• _Trecho do documento_
■ ■ ■ ■
A diretora da Vigilância em Saúde e infectologista Andréa Dal Bó, que está à frente do enfrentamento ao coronavírus no município, explica como funciona a medicação no tratamento da covid-19:
— O que nós vemos na covid-19 é o que chamamos de tempestade de citocinas, que é uma inflamação importante, principalmente no pulmão, que é o órgão mais afetado. A dexametasona é um corticoide, que é o anti-inflamatório mais potente que existe na medicina, e que pode ser usado de forma precoce nessa tempestade de citocinas para evitar a necessidade de intubar o paciente. É uma medicação muito eficaz para reduzir a carga viral e atuar diretamente na inflamação — diz ela.
O hospital de campanha de Caxias do Sul e o Virvi Ramos estão usando a medicação desde a terça-feira (16). A Secretaria da Saúde, inclusive, orienta o uso da medicação em caso de pacientes hospitalizados:
— Esse é o protocolo: internou, já recebe a medicação. No Virvi Ramos, estamos entusiasmados com a utilização da medicação e do plasma em pacientes que passaram pela transfusão.
"Não há margem para questionamentos sobre a eficácia em pacientes graves", diz intensivista
O coordenador da Unidade de Terapia Intensiva (UTI) do Hospital Virvi Ramos, Roger Weingartner, ressalta que o benefício da medicação é comprovado cientificamente:
—O estudo é um trabalho de uma instituição reconhecida e que tem credibilidade para impactar de forma forte as condutas médicas. Pelo estudo, não há margem para questionamento sobre os benefícios nos casos graves. Dificilmente encontraremos uma medicação com tanto impacto positivo na recuperação, especialmente de pacientes que estão em ventilação mecânica.
Ele ressalta que todos os pacientes que estão na UTI são medicados.
— Antes do estudo, existiam indicações de uso de corticoide, mas a partir de agora há recomendação para o uso dessa medicação. É um protocolo institucional. No entanto, ele não teve benefício no paciente que não precisou de ventilação mecânica e oxigênio, por isso, não é para ser usado por qualquer paciente e sem indicação médica. A medicação é para aqueles pacientes que precisam de oxigênio ou já estão intubados.
Hospital Geral também usa medicação
O Hospital Geral já usava a medicação em pacientes internados na UTI, como parte de um estudo do Hospital Albert Einstein. No entanto, ainda não há resultados da pesquisa.
■ ■ ■ ■
• _Registros selecionados_
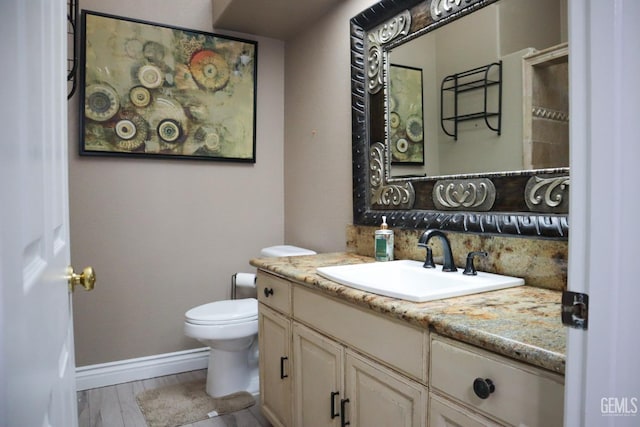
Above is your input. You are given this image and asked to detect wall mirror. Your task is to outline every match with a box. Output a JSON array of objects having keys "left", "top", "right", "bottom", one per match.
[{"left": 351, "top": 0, "right": 569, "bottom": 239}]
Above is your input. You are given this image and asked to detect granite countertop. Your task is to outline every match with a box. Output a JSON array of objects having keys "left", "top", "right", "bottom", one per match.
[{"left": 251, "top": 252, "right": 565, "bottom": 374}]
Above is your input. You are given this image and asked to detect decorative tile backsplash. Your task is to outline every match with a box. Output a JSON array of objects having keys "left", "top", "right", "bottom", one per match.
[{"left": 347, "top": 225, "right": 569, "bottom": 291}]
■ ■ ■ ■
• _O que fazer_
Transcreva sem alterações a parte do texto sobre a dexametasona que vai de "O hospital de" até "passaram pela transfusão.", incluindo esse final.

• _Resposta do exercício_
O hospital de campanha de Caxias do Sul e o Virvi Ramos estão usando a medicação desde a terça-feira (16). A Secretaria da Saúde, inclusive, orienta o uso da medicação em caso de pacientes hospitalizados:
— Esse é o protocolo: internou, já recebe a medicação. No Virvi Ramos, estamos entusiasmados com a utilização da medicação e do plasma em pacientes que passaram pela transfusão.